• _INSTRUCTION_
Copy everything in the records from the line containing "task | point to each instance of the child's hand, one" down to the line containing "126), (222, 31)]", including both of those lines, and keep each line unchanged.

• _DATA PROVIDED_
· · · · · · ·

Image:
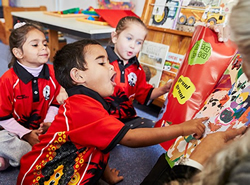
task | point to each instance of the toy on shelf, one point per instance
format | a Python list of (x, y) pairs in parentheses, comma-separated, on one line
[(72, 12), (109, 4), (93, 20), (90, 11)]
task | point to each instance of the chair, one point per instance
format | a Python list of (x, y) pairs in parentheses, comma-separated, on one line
[(5, 27)]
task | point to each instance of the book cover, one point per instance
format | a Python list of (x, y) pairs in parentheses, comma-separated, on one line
[(227, 107), (165, 13)]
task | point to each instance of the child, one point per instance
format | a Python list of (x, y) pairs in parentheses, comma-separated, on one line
[(75, 149), (131, 82), (28, 94)]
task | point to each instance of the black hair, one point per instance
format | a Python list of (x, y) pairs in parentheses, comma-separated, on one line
[(69, 57), (18, 37)]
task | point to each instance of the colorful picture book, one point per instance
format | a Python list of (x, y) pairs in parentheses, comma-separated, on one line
[(227, 107), (165, 13)]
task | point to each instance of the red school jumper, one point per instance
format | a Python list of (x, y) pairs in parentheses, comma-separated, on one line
[(130, 84), (75, 149), (27, 98)]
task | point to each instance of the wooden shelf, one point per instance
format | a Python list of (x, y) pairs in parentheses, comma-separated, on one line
[(178, 41), (171, 31)]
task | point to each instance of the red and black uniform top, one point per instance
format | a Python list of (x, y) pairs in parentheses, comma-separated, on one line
[(75, 149), (130, 84), (27, 98)]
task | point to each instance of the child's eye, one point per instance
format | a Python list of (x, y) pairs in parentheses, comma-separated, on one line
[(102, 63), (139, 42)]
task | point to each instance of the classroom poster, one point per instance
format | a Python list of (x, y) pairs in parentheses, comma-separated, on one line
[(152, 58)]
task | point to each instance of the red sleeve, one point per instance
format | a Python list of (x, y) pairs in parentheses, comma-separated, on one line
[(6, 98), (143, 89), (57, 86), (90, 124)]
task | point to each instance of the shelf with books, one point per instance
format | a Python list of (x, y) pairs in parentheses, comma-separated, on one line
[(178, 41)]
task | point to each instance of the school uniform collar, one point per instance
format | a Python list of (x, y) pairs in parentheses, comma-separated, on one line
[(113, 57), (80, 89), (25, 76)]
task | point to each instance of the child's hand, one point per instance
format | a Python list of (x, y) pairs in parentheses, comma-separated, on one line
[(168, 85), (62, 96), (32, 137), (114, 177), (44, 127), (194, 126), (222, 31)]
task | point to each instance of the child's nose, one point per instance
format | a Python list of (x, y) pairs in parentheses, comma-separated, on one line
[(132, 44)]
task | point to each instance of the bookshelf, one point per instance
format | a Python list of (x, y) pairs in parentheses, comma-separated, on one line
[(178, 41)]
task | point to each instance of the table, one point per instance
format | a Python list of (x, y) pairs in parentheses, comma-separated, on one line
[(65, 25)]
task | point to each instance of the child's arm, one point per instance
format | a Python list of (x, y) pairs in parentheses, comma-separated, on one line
[(52, 112), (11, 125), (161, 90), (61, 96), (32, 137), (111, 175), (150, 136)]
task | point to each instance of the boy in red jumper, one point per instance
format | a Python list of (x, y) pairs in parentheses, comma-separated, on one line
[(76, 147)]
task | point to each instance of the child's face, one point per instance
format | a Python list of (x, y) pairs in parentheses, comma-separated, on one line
[(35, 51), (129, 42), (99, 75)]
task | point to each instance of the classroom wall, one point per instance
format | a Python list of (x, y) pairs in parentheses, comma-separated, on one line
[(54, 5)]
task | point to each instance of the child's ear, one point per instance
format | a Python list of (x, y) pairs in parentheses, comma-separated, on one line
[(76, 76), (114, 37), (17, 53)]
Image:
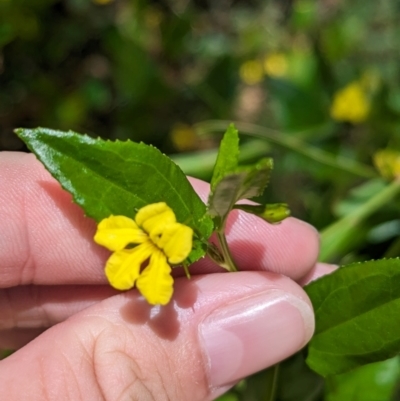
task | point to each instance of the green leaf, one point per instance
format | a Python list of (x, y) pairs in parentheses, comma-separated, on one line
[(373, 382), (357, 311), (228, 156), (246, 183), (272, 213), (4, 353), (116, 178)]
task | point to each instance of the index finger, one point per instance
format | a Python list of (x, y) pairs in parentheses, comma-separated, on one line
[(45, 238)]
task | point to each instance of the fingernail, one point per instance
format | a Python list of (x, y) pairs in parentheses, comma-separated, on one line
[(249, 335)]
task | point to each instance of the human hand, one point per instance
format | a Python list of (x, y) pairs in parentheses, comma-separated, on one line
[(98, 344)]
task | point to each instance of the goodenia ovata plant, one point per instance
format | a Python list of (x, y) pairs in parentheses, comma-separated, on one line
[(146, 209)]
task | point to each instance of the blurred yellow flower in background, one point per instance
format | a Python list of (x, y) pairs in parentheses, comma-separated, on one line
[(276, 65), (251, 72), (154, 237), (387, 161), (351, 104)]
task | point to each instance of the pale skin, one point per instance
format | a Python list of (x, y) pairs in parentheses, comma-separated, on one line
[(78, 339)]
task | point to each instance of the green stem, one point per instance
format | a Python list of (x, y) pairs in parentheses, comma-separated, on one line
[(292, 143), (230, 264), (272, 382), (335, 236)]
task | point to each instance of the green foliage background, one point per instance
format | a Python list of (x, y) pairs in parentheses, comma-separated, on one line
[(156, 71)]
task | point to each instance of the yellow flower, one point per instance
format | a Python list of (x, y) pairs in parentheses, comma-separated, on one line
[(154, 237), (251, 72), (387, 161), (351, 104)]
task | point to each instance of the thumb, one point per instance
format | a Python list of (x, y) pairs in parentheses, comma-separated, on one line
[(218, 329)]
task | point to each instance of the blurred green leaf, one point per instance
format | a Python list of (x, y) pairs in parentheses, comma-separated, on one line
[(292, 143), (356, 313), (335, 238), (373, 382), (116, 178)]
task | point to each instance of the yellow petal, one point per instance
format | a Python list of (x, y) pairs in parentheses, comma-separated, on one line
[(155, 283), (123, 267), (116, 232), (176, 242), (155, 217)]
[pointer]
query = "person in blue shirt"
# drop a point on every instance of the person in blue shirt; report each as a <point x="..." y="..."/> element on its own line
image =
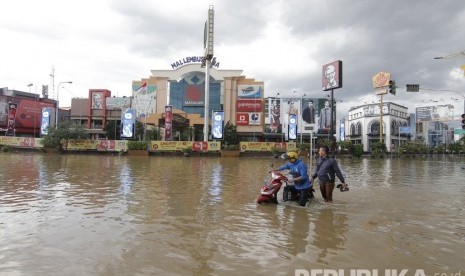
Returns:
<point x="298" y="168"/>
<point x="326" y="171"/>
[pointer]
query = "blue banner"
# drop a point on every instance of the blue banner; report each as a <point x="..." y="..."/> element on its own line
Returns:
<point x="292" y="127"/>
<point x="127" y="123"/>
<point x="217" y="124"/>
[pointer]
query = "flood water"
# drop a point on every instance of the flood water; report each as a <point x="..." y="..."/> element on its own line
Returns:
<point x="159" y="215"/>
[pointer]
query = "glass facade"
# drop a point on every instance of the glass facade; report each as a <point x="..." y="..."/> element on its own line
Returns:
<point x="189" y="95"/>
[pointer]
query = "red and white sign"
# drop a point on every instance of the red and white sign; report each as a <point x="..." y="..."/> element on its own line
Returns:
<point x="242" y="119"/>
<point x="249" y="105"/>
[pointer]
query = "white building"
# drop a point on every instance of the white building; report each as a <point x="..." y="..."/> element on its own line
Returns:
<point x="363" y="125"/>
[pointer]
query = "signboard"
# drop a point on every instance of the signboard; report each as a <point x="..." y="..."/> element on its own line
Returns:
<point x="436" y="113"/>
<point x="242" y="119"/>
<point x="168" y="123"/>
<point x="46" y="120"/>
<point x="381" y="79"/>
<point x="250" y="91"/>
<point x="255" y="119"/>
<point x="217" y="124"/>
<point x="127" y="123"/>
<point x="404" y="130"/>
<point x="292" y="127"/>
<point x="413" y="88"/>
<point x="332" y="75"/>
<point x="249" y="105"/>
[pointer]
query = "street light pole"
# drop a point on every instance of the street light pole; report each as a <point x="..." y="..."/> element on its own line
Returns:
<point x="301" y="116"/>
<point x="58" y="95"/>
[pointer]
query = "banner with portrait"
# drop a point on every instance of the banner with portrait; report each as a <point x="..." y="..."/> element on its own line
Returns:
<point x="127" y="123"/>
<point x="168" y="123"/>
<point x="217" y="124"/>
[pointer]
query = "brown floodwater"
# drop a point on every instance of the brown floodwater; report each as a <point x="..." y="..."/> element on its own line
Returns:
<point x="159" y="215"/>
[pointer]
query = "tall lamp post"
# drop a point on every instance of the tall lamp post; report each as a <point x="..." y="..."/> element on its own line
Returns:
<point x="301" y="115"/>
<point x="58" y="99"/>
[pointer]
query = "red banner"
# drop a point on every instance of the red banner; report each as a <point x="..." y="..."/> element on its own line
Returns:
<point x="249" y="105"/>
<point x="168" y="123"/>
<point x="242" y="119"/>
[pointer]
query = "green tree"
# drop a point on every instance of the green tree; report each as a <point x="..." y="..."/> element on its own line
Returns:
<point x="65" y="132"/>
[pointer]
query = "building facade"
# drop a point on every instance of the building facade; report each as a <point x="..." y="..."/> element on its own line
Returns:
<point x="363" y="125"/>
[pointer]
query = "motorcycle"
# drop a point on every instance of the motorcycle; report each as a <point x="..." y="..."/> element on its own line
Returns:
<point x="269" y="191"/>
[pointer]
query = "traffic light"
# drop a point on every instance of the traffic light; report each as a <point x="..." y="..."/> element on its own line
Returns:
<point x="392" y="87"/>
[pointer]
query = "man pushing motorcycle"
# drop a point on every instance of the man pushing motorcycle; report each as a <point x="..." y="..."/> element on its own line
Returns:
<point x="301" y="180"/>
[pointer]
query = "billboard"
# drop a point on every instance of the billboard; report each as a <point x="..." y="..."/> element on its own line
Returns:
<point x="332" y="75"/>
<point x="437" y="113"/>
<point x="249" y="105"/>
<point x="47" y="119"/>
<point x="217" y="124"/>
<point x="250" y="91"/>
<point x="127" y="123"/>
<point x="168" y="123"/>
<point x="28" y="113"/>
<point x="194" y="95"/>
<point x="292" y="127"/>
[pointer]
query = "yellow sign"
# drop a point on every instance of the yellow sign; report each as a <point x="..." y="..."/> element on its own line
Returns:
<point x="381" y="79"/>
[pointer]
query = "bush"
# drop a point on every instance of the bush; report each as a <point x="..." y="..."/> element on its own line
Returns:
<point x="137" y="145"/>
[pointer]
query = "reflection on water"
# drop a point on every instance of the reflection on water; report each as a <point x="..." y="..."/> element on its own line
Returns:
<point x="106" y="215"/>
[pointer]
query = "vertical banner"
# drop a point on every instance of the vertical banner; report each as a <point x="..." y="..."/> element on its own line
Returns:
<point x="45" y="120"/>
<point x="332" y="75"/>
<point x="168" y="123"/>
<point x="292" y="127"/>
<point x="275" y="115"/>
<point x="342" y="130"/>
<point x="10" y="129"/>
<point x="217" y="121"/>
<point x="127" y="123"/>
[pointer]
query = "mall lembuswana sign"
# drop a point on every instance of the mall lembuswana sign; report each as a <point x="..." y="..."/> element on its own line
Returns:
<point x="187" y="60"/>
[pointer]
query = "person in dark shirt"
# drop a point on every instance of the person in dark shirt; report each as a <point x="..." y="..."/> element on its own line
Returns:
<point x="326" y="171"/>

· · · · · · ·

• _ANSWER TO THIS EXERCISE_
task | point to each instance of the child's hand, one point per instance
format | a Python list of (x, y) pairs in parentheses, comma-separated, on one line
[(168, 85), (62, 96), (32, 137), (114, 177), (44, 127), (194, 126), (222, 31)]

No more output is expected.